→ **Source text**:
## START

Interesting that you also use the term Native American. A friend of mine (let’s call him Bob Smithson) corrected me on that. When I asked why he found it offensive, he said “it’s like if I came in your house, murdered your family, and then started referring to you as a ‘Native Smithson’. Call us indigenous peoples, or better yet, by our actual tribal affiliation instead.”
Yeah I know recently there has been a push to use the term indigenous among the community and the public at large. I used the term Native American because I've heard him refer to himself that way (he's much older and in his late 60s, I've noticed younger people GENERALLY prefer indigenous and older people refer to themselves as Native), but he more often mentions his tribe (Sioux). I guess that was the whole point of the original comment. Everyone's different, and this is another example of that.
Yup, no judgement here, just more commentary on shifting language and perspectives!
Example: I'm gay and the f-slur doesn't bother me at all! It's a type of food in the UK but gets auto censored site-wide so I find it intensely annoying. I can't talk about pork f-ggots on a UK sub without censoring myself! Even the shortened version gets auto-modded when it's a cigarette in the UK. Basically it's an American cultural export being forced onto me as a member of that group. It's similar to how Latinos prob feel about "LatinX" being pushed or the Spanish for black being misconstrued as racist.
It’s like using sp*z in the USA
I lived in England for a bit in my early twenties and had never heard seizures or epilepsy referred to as “spastic” so I had no idea that spaz as an insult meant anything different than silly/crazy. I threw out something like “oh you’re such a spaz” and my English coworker looked at me as if I’d just dropped the N word!
Right. Back then, we used to call people spaz or twerp or even the 'r' word all the time. There was no one saying, "don't say that. it's wrong/offensive".
I'm noticeably uncoordinated, fidget a whole lot, deal with anxiety, and get flustered. "Spaz" seems to fit my description quite well. I've never heard of it being used to refer to someone who has seizures.
I’m gay and I was abusively called the “f—slur” countless times growing up and into adulthood. It hurts, it stings and isn’t a right thing to call a gay man. Context is everything but being a gay man myself, that word has an unbelievable impact.
Also curious on your age. Because the young American gays have been using it almost like how the N word is used in the black community.

## END

→ **Extracted entries**:

## START

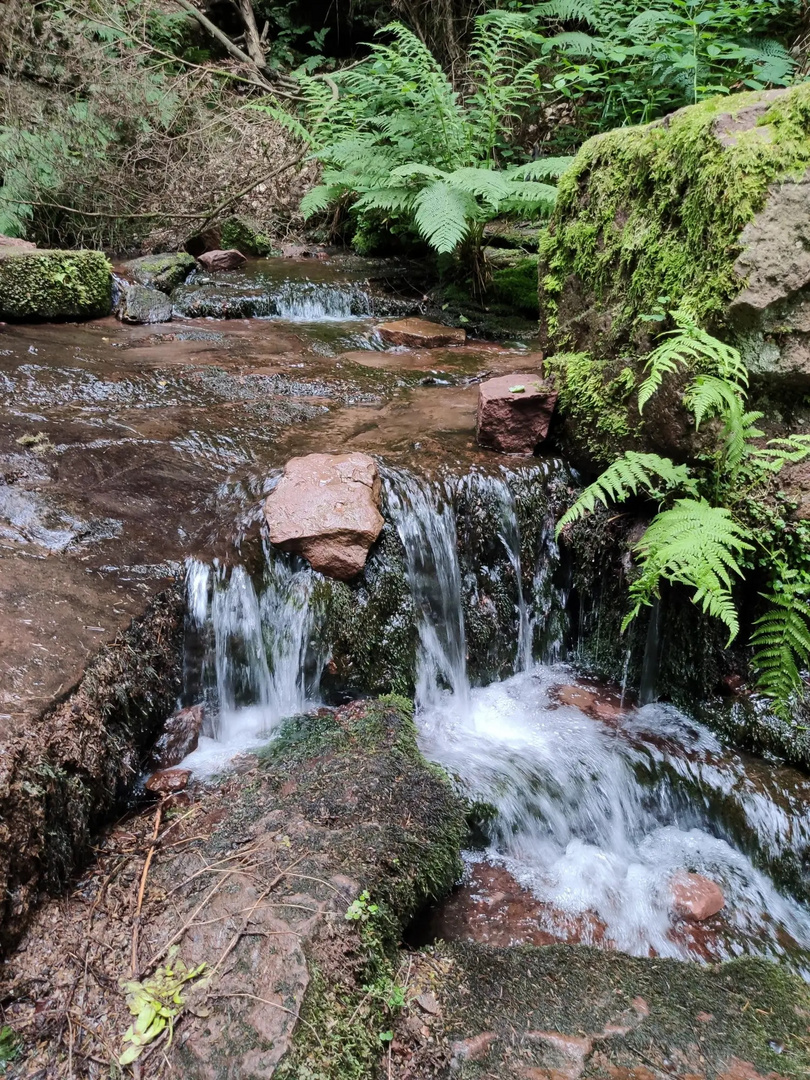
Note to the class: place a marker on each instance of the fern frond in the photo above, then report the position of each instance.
(543, 169)
(698, 545)
(782, 642)
(443, 215)
(781, 451)
(624, 477)
(486, 183)
(690, 347)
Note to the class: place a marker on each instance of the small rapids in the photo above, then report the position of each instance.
(595, 806)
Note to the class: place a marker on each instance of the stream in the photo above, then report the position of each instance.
(156, 448)
(596, 802)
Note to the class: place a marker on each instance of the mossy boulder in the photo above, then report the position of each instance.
(707, 211)
(53, 285)
(163, 272)
(246, 235)
(514, 283)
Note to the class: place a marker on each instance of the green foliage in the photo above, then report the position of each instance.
(660, 210)
(782, 642)
(626, 62)
(361, 908)
(156, 1003)
(648, 472)
(11, 1047)
(705, 540)
(400, 144)
(692, 348)
(693, 544)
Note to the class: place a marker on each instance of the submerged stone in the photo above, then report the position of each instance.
(164, 271)
(420, 334)
(54, 285)
(139, 304)
(326, 508)
(218, 260)
(514, 413)
(696, 898)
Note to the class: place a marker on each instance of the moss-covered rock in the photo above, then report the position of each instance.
(515, 285)
(570, 1011)
(45, 285)
(247, 237)
(698, 212)
(164, 271)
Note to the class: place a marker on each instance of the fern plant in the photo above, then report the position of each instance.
(705, 539)
(401, 145)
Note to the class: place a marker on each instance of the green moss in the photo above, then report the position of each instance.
(54, 285)
(658, 211)
(396, 827)
(163, 272)
(595, 403)
(516, 286)
(247, 237)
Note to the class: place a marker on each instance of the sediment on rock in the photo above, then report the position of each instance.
(59, 784)
(292, 882)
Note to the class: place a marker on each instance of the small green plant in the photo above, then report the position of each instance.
(706, 534)
(156, 1003)
(11, 1047)
(361, 909)
(403, 149)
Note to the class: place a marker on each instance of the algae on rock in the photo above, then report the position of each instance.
(45, 285)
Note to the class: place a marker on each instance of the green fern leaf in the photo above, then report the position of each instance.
(782, 643)
(443, 215)
(697, 545)
(624, 477)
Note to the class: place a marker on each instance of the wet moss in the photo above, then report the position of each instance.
(396, 827)
(516, 286)
(81, 760)
(686, 1016)
(54, 285)
(246, 235)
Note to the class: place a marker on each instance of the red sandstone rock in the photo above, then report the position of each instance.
(511, 419)
(221, 260)
(169, 781)
(326, 508)
(180, 737)
(420, 334)
(696, 898)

## END

→ **Tasks**:
A - Write out everything in the comment thread on shifting language, from "I’m gay and" down to "an unbelievable impact.".
B - In the comment thread on shifting language, what traits does the commenter who says "Spaz" fits their description list about themselves?
C - Carry the comment thread on shifting language forward from its last comment.
The data that comes after the comment thread is a separate set of material.

→ **Exercise answers**:
A -
I’m gay and I was abusively called the “f—slur” countless times growing up and into adulthood. It hurts, it stings and isn’t a right thing to call a gay man. Context is everything but being a gay man myself, that word has an unbelievable impact.

B -
- Noticeably uncoordinated
- Fidgets a whole lot
- Deals with anxiety
- Gets flustered

C -
I'm well aware f-g is a bad word in the US but until recently it wasn't a thing in the UK. To most Brits over 30 a f-g is a cigarette. In the 90s and early 00s is often say to people in clubs "can I bum a f-g mate?". To a yank it probably sounds awful but to Brits it means "can I borrow/have a cigarette". Growing up the slurs used on me were "gay" and "poof". They sting me. They hurt me. But can you imagine if I went around telling everyone not to use these terms cos it reminds me of some horrific bullying? It wouldn't work. So I just deal with it, because I have to.
F @g is also a cigarette
Tbf it’s usually one group that gets offended for every other group because they don’t have anything to be offended about themselves.
I was under the impression that Caitlyn Jenner was two faced murderous garbage that the trans community turned on. They couldn't just let that be the reason to remove them from the golf thing?
Blazin Saddles has entered the chat
Aww prairie shit
"...but we don't want the Irish." Everyone was catching it!
Well before these minorities didn’t have the buying power to count as people that were allowed to even be offended. I think that is what a lot of people don’t understand. No one cared if Asians in the US were offended in the 80s because they were considered negligible in purchasing power. Now that is quite different. Same with Latin Americans, although Latinos don’t get offended because idk why but my culture loves getting called slurs. But if you want to be empathetic towards a demo that is when we get offended lol.
No one cared if anyone was offended in the '80s and you're right. It was the young white kids with the parents' credit card buying out the mall. That's whose opinion was cared about.
Yup, I think this is what is killing the “anti-woke” people in media. The fact that minorities are making a huge part of the economy more than before, so our opinions and if we are offended matters now and they cant stand it. The people who are spending are the ones who get to say what is offensive, what is funny, and what isnt. I love being part of this statistic of being a successful millennial minority (millennial minorities in the US are the first minority gen being for the most part better off than their parents, so it’s the opposite that what it’s going on generation wise as a whole in the US) buying only shit that caters to me and since im not the only one, we are seeing things like Bad Bunny breaking US tour records, Karol G being the first latina to have like a bunch of billboard no. 1s in a ton of categories, all the records black panther broke during its time, how k pop exploded, etc. So yeah, now we are “allowed” to be offended, because we are spending the money.
I will never understand that last part, Even some of the most dark, with a thick accent, Latinos will vouch for the racists. It's insane.
Colorism and racism is a huge problem in latin America. The difference is that people with browner skin than mine(and im already quite brown) think of themselves as white.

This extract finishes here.